• Selected passage:
Posted by heyrandy on December 1, 2008

Rivethead: Tales From the Assembly Line ,  Ben Hamper, Warner Books, New York, 1986, 1987, 1988, 1989, 1991.  234 pages, no index.

It has been said that if you were to know how sausage was made you would never eat any.  I don’t know how sausage is made, but after reading Hamper’s book I know how cars are made.  It is largely a matter of getting enough drunks, drug addicts, and other low life people in a large building full of machinery.  You have to pay the workers much more than they could earn anywhere else.  A great deal more.

The book is mostly autobiography with tales of events that go on inside the General Motors assembly plant in Flint, Michigan.  Hamper, a native of Flint, worked for GM from 1977 to 1988.  In his tenure, Hamper learned to do serious drinking and doping on the job, even while working on the assembly line; escape undetected from the plant during production hours; and write a column for the Flint Voice, the local left wing rag (and later Mother Jones, both were edited by Michael Moore, who also wrote the introduction to Hamper’s book).  In between, he used a rivet gun.

Hamper is (and Moore too) a son of a autoworker.  Hamper calls his tenure at GM to be natural, his birthright.  In a sense it is.  Raised a Catholic, he promptly abandoned his faith once he married his pregnant Catholic high school girl friend.  Hamper make an existence living by being a painter in the apartment complex where he lived with his wife and daughter.  He showed no motivation to try to improve his situation.  He figured he would not get any more money even if he did twice the work, something he says he could have done.  This attitude is tailor made for a unionized assembly line.

Although his family was barely getting by, Hamper routinely spent much of his pay on beer.  It seems drunkenness is a prerequisite for an autoworker.  Here he follows his father:  a long time GM line worker who routinely disappeared for days at a time, drinking and carousing until the floozy got tired of him.  Once Hamper got to GM, his drinking reached professional levels.

It was not just Hamper who drank and used drugs.  The liquor and drugs were pervasive throughout the plant.  It was a way to make the “minute hand move faster.”  The problem even reached into management.  Just after Hamper started, the line worker next to him suggested they “double up.”  This is the trick where one person does two people’s jobs.  This allows one of the two to leave the assembly line (and sometimes the plant).  At first Hamper said no; he was too afraid of getting caught.  The man who suggested it said don’t worry about the line supervisor, “He’s a real alky, and I brought him a six pack.”  Hamper looked down the line; and there, behind some shelves, was the supervisor drinking a beer.  Hamper double up.

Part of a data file
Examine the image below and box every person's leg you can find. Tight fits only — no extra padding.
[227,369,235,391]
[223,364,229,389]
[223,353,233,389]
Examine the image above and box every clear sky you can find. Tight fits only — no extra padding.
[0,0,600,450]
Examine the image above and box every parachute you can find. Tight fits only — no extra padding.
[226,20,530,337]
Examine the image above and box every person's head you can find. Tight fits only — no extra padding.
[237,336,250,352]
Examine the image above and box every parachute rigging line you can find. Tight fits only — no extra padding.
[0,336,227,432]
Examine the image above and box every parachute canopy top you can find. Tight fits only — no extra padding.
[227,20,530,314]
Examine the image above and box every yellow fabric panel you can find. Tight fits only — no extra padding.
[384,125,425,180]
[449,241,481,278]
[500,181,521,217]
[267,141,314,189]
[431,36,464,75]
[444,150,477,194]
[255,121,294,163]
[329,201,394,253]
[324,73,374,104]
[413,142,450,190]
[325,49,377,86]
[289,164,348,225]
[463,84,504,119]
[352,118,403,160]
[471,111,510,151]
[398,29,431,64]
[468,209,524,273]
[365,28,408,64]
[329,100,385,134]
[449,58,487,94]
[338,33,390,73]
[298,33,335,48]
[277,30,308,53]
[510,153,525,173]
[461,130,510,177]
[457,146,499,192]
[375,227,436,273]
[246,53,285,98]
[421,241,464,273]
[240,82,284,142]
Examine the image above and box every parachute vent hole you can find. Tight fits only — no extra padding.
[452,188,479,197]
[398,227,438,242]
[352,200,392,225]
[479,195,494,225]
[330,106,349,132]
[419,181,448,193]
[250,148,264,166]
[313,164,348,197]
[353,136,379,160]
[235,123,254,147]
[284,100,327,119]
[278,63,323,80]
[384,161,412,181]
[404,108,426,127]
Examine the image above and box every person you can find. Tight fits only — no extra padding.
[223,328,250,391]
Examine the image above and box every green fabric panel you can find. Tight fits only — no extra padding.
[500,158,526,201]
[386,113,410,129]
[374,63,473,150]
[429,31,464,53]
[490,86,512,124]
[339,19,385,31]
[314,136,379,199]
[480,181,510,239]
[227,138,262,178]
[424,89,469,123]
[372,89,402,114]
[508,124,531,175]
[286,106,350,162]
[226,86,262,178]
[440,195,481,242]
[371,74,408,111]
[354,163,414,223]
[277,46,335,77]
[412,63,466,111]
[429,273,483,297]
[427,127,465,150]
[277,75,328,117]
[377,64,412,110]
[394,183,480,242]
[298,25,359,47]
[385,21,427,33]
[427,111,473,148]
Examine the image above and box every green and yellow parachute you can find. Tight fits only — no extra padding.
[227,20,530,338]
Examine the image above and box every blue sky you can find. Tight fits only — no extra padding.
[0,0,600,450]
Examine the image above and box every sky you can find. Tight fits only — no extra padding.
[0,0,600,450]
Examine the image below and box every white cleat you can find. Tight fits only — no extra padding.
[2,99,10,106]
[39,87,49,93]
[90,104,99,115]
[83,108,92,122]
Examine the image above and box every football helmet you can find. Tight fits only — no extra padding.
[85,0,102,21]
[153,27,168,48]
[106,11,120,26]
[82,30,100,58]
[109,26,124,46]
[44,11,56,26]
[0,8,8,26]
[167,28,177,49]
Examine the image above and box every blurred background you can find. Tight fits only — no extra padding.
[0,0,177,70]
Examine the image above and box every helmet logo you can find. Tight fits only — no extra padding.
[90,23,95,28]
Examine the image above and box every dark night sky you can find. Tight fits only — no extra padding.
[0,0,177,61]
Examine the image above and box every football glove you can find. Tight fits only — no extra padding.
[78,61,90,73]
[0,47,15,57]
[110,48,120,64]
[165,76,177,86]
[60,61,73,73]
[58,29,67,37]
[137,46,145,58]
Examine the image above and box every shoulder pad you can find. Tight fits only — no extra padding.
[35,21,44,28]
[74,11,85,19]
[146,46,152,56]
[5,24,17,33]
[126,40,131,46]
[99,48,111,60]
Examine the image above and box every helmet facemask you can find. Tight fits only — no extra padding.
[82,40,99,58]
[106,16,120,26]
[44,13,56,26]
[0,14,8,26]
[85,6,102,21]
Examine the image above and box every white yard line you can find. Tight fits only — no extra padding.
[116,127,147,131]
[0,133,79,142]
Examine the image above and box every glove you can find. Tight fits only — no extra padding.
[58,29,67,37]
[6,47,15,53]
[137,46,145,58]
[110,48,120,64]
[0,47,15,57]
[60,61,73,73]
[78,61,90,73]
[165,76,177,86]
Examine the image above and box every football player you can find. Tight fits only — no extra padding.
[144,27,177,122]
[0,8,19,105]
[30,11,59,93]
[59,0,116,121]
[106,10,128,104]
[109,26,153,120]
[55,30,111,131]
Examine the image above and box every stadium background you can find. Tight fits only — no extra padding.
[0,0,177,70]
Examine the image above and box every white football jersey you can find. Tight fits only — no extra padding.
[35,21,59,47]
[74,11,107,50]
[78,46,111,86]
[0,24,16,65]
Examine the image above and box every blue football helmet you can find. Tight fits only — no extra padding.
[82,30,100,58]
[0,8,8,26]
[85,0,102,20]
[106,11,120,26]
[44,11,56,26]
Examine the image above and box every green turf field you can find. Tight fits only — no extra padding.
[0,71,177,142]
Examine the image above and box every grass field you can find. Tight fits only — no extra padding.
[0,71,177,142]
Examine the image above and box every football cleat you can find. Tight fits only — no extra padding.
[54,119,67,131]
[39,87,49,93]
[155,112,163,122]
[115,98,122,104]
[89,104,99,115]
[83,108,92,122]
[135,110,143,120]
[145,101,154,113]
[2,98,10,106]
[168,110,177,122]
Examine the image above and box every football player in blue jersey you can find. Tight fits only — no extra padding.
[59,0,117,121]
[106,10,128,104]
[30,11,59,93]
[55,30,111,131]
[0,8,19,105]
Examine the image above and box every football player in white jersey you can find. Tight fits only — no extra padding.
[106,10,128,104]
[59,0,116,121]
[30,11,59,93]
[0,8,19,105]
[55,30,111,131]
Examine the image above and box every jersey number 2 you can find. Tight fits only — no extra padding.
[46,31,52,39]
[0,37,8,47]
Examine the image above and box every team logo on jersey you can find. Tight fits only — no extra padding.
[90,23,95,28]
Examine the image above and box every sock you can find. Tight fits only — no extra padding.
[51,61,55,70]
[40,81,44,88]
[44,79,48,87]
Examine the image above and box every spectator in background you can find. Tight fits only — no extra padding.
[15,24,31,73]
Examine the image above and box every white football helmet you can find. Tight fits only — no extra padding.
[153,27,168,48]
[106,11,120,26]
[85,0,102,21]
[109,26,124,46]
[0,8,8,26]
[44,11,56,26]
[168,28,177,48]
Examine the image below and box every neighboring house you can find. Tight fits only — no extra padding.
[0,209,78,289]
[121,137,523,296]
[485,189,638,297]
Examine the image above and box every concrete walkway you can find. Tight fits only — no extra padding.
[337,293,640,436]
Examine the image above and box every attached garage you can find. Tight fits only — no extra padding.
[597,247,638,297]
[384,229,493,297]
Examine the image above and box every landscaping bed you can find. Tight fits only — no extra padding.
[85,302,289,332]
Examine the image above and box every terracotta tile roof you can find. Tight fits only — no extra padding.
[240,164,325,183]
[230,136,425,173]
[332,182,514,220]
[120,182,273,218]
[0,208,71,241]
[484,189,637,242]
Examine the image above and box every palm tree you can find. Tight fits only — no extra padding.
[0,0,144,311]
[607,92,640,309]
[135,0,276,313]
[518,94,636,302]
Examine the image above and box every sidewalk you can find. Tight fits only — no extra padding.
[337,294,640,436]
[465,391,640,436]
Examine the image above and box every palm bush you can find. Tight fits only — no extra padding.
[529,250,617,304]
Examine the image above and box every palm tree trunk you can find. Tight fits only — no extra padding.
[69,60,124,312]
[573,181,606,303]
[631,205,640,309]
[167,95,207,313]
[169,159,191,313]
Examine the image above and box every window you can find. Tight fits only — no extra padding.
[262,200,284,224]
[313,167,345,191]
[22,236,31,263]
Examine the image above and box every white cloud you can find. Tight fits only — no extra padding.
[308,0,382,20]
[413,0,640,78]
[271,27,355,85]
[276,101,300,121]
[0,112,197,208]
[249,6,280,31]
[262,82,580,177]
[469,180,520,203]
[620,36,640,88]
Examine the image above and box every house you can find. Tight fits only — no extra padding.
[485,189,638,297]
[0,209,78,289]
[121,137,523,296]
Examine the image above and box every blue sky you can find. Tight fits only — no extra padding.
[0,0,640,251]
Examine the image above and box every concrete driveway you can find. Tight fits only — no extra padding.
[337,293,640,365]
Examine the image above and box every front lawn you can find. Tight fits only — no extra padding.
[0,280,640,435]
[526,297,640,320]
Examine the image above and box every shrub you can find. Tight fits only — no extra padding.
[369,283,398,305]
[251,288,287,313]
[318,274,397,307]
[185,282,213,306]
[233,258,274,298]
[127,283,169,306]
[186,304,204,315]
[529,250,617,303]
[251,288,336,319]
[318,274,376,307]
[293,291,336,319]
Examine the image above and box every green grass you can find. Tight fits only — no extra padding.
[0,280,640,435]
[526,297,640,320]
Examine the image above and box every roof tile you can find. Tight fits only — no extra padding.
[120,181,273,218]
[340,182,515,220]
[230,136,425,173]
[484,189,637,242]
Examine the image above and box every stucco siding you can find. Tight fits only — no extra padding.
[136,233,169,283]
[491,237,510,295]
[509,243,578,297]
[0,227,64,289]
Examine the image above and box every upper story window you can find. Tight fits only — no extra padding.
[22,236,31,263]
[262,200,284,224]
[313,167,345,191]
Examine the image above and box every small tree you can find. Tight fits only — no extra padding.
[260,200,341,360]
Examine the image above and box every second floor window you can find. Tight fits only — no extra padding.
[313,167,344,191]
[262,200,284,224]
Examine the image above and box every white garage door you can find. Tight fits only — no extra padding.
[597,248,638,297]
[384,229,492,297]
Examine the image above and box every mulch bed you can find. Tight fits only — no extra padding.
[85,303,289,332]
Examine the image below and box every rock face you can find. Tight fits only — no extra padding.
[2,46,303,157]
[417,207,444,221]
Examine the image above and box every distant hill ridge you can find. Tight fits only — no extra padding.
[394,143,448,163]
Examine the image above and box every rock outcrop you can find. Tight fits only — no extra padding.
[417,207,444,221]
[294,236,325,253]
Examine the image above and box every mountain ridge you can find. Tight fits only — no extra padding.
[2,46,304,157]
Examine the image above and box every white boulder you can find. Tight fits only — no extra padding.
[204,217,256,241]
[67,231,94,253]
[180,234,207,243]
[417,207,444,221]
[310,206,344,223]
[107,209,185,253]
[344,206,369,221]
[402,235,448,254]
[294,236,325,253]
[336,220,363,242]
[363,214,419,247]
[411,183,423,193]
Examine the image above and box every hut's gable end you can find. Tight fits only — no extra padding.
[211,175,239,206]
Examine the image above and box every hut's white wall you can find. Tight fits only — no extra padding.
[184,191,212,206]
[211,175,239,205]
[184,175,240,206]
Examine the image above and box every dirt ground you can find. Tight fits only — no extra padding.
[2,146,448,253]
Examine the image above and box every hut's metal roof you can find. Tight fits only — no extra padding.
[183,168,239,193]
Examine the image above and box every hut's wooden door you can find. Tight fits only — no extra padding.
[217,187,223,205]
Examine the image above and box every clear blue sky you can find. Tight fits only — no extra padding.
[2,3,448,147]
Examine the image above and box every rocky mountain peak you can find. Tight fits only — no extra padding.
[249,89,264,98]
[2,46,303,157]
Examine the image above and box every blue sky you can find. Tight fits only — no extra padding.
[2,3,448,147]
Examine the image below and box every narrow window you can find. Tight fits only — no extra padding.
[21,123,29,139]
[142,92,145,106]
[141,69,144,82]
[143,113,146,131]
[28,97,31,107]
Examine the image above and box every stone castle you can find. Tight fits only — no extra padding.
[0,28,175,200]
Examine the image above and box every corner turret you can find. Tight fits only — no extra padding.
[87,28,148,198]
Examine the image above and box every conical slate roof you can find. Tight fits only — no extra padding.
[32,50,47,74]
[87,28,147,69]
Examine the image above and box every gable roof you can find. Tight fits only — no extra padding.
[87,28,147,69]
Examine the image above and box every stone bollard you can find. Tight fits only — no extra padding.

• What is expected:
Please continue the Rivethead review, picking up after its final sentence. The entries are separate material and have no connection to the Rivethead review.

• Answer:
Drinking was so widespread that the janitor ran a delivery service.  You just passed word down the line and soon a bottle was delivered to your work bench.  The price was higher than the liquor store across the street, “but no one was complaining.”

The work was mind-numbing dull.  Every day the same.  The line moved at 37 units an hour.  This never varied unless there was and emergency line stoppage.  This happened once when someone was hurt.  A line worker pushed the stop button when the injured worker fell beneath the line.  This stoppage brought out “every necktie in the area, all screaming to get the line moving again.”  The neckties had the right to stop the line, you did not.

This really betrayed the motive of the factory.  Hamper relates the silly promotional episode involving a person in a cat costume:  Quality Cat.  Officially named in a plant wide contest, “Howie Makem” made random appearances.  Some how this was supposed to improve quality.  The only thing this accomplished was to cause the line workers to wonder about the intelligence of those who thought up this nonsense.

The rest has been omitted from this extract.